STATED PROBLEM A: Rewrite everything in the records from the first line down to the line containing "[(438, 551), (435, 357), (327, 520), (513, 441)]", with "instance" replaced by "occurrence" and all else unchanged.

* Begin TEXT SEGMENT *

Today's blog title brought to you by:
ALINA. Little. Yellow. Different.
ALINA. Little. Yellow. Different.
Never in my life (at least, not that I remember) have I been so pleased to make a purchase at Wal-Mart. Most purchases these days are more pleasurable than in days past simply due to the self check-out line now so prevalent in many of the Wal-Mart stores. I also enjoy that Luna bars, those little devils that I seem to be so addicted to these days, are $.01 cheaper than anywhere else on the planet. Anyway, Luna bars and self check-out lines are not really the point of my story. The point of my story is my most joyous purchase in Wal-Mart not one week ago: Steel Train's Twilight Tales from the Prairies of the Sun... I spied it in the meager music section while I was waiting for my photos to finish processing and took about 1/2 a second to snatch it up off the shelf. It was the only copy and admittedly, I at first thought it was a planted album but was quickly set straight on that detail when it rang up at the self check-out line (let's see how many times I can include the words "self check-out" in this entire entry... but then, let's not really).
Needless to say, although I've already said it, this purchase made me really really happy, and proud. Really proud indeed.
I made other purchases this week as well. I purchased series I and II of The Office on DVD from eBay. Series I was great but Series II is clearly a bootleg and I've already written to the dude to make him aware of my disapproval and that I intend to mail the fraudulent copy back to him in exchange for a reimbursement of my hard-earned cash. I still haven't heard back from him...
I also bought a mosaic lamp that I have absolutely no place to put in my bedroom. Now that I've finally finished painting my walls and moving my furniture around (feng shui is an art), I think I might have become addicted to buying things. Granted, there are far worse things in life to become addicted to (reality television and smack are two perfectly good examples), but I've always prided myself in not being materialistic or not caring much for "stuff", and here I am buying any cool thing that my little monkey paws can get a hold of.
The Cheech is back on the East Coast. I can't believe what a little adult he is. I'm amazed every single time at how quickly he's growing up. He sat at the dinner table tonight and asked Cristina (Mama) for a piece of bread. She immediately got up to appease him (since he said please), and once she had gotten out the bread interrupted his chatter: "Alexander, I have an important question to ask you," he immediately looked up in attention, "do you want honey or jelly on your bread?"
He hollered back excitedly that he wanted jelly and then changed his mind, "No, honey!"
I got him a polo shirt so that he can pop his collar. This was more to piss off JC and Tony than anything, but it seemed to piss off Cheech as well. He screamed in protest when we tried to put the shirt on him. JC screamed back and it made him laugh for a minute, but he kept pulling at the collar of the shirt trying to get the thing off. I guess he's not a prepster afterall. I had such high hopes for the kid.

* End TEXT SEGMENT *
* Begin DATA FOR PROCESSING *

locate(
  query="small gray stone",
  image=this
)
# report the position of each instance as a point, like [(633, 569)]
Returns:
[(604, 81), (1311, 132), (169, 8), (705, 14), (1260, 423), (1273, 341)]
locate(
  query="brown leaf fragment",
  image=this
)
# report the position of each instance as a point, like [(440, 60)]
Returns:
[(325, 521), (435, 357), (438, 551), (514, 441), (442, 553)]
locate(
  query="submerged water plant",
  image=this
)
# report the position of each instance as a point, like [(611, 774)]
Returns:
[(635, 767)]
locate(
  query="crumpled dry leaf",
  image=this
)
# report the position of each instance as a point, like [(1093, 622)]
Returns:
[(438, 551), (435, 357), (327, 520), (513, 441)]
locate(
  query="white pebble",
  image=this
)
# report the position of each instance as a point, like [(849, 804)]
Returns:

* End DATA FOR PROCESSING *

STATED PROBLEM B: Carry the blog entry about the Wal-Mart purchase and the week's events forward from its final sentence.

EXPECTED OUTPUT A:
locate(
  query="small gray stone",
  image=this
)
# report the position of each occurrence as a point, like [(633, 569)]
Returns:
[(604, 81), (1311, 132), (169, 8), (705, 14), (1260, 423), (1273, 341)]
locate(
  query="brown leaf fragment",
  image=this
)
# report the position of each occurrence as a point, like [(440, 60)]
Returns:
[(325, 521), (435, 357), (438, 551), (514, 441), (442, 553)]
locate(
  query="submerged water plant",
  image=this
)
# report the position of each occurrence as a point, like [(611, 774)]
Returns:
[(635, 767)]
locate(
  query="crumpled dry leaf",
  image=this
)
# report the position of each occurrence as a point, like [(1093, 622)]
Returns:
[(438, 551), (435, 357), (327, 520), (513, 441)]

EXPECTED OUTPUT B:
Having two pregnant women in the house now (Cristina, and JC's bride-to-be, Rhiannon) makes me a little nervous. Usually women living together in the same household or spending crazy amounts of time together will... well, they'll develop the same cycle, sort of just by association or something. So my concern is evident. But, I mean, it would be crazy to become pregnant by association, right? That's rubbish, right?
Actually, my concerns are more for everyone else in the house being left to combat the raging hormones that are flying around. Pregnant women are so moody. Damn.
I once (or twice) wrote about an old friend, named Brandon. I actually thought of him earlier today as I was criss crossing the northern part of New Jersey, flying at high speeds through the woods with wood-type animals looking on in shock and dismay. I thought about him being my fall-back boy, always there for me and constant date to weddings. His mother thinks that we're going to get married and somehow got the crazy idea in her head that this was some sort of arrangement between Brandon and I years ago... his mother is slightly delusional sometimes.
Regardless, I do have another friend named Brandon. Actually, his name is Michael, but people call him Brandon. I call him Brandon.
Anyway, this friend of mine, (Michael) Brandon is an absolute gem. He used to have long hair, but recently shaved it off. He majored in English and writes beautiful things when he actually gives himself the chance to. He really really likes Judas Priest. He recently bought a mountain bike.
(Michael) Brandon has a kitty cat that he calls Winnie (like from the Wonder Years). His birthday is next week. He loves Richmond. He has girl problems only because he is so beloved by so many. He has girl problems only because he cares so deeply for people and sometimes I don't think he realizes how much.
(Michael) Brandon encouraged me, inspired me to write a story this evening about two individuals so attuned to one another that they finish one another's sentences and can read eachother's minds. I think I can read (Michael) Brandon's mind. I think he can read mine, although recently he thought that I hated him. In that instance, his signal went a little dim and he was not able to percieve that in fact I do not hate him, I was just away from my computer working for a candidate that I'm not even sure I'll vote for. I was away painting my room. I was away talking things out with someone who understands or who wants to understand. I was just away... I didn't hate him at all.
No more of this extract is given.